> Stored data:
************

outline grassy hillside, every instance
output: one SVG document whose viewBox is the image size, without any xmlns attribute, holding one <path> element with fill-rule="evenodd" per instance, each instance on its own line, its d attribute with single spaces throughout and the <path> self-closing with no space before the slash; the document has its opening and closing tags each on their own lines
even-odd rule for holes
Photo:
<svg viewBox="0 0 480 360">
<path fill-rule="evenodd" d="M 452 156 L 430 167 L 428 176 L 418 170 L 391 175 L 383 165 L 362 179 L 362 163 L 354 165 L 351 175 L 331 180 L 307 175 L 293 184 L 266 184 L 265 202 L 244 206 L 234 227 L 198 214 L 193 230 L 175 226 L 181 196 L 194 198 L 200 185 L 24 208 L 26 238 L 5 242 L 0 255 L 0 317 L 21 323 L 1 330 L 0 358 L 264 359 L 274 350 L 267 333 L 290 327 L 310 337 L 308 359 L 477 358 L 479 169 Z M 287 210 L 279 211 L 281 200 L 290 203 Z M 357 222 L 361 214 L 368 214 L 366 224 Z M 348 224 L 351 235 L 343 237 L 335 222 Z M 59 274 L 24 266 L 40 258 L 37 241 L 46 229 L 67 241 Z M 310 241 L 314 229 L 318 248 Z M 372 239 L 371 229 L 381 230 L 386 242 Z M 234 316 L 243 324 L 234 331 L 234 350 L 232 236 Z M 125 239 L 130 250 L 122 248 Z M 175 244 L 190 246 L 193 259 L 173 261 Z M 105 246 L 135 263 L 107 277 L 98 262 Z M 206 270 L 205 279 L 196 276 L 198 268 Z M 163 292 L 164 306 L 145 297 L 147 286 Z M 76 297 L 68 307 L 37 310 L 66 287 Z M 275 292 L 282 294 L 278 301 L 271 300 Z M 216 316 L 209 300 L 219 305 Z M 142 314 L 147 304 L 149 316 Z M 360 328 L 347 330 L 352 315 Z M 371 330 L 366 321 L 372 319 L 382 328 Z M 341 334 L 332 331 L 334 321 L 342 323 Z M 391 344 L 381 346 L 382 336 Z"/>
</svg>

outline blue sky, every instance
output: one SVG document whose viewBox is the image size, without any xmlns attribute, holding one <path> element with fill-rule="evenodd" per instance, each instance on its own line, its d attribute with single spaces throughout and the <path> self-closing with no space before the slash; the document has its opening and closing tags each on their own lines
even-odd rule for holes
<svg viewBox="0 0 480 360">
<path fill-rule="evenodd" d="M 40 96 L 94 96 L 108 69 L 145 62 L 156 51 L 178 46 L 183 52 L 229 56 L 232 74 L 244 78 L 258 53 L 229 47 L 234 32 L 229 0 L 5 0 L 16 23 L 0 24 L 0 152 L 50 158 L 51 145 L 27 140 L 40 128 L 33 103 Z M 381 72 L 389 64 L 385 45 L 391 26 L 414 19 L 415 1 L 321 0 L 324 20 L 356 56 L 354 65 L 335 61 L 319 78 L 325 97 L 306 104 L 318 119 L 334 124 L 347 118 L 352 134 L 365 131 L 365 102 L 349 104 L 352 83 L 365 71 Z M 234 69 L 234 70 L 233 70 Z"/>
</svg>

************

> Required task:
How many lines of the rows above contain the string "outline"? Matching is case-sensitive. Reply with the number alone.

> Exercise result:
2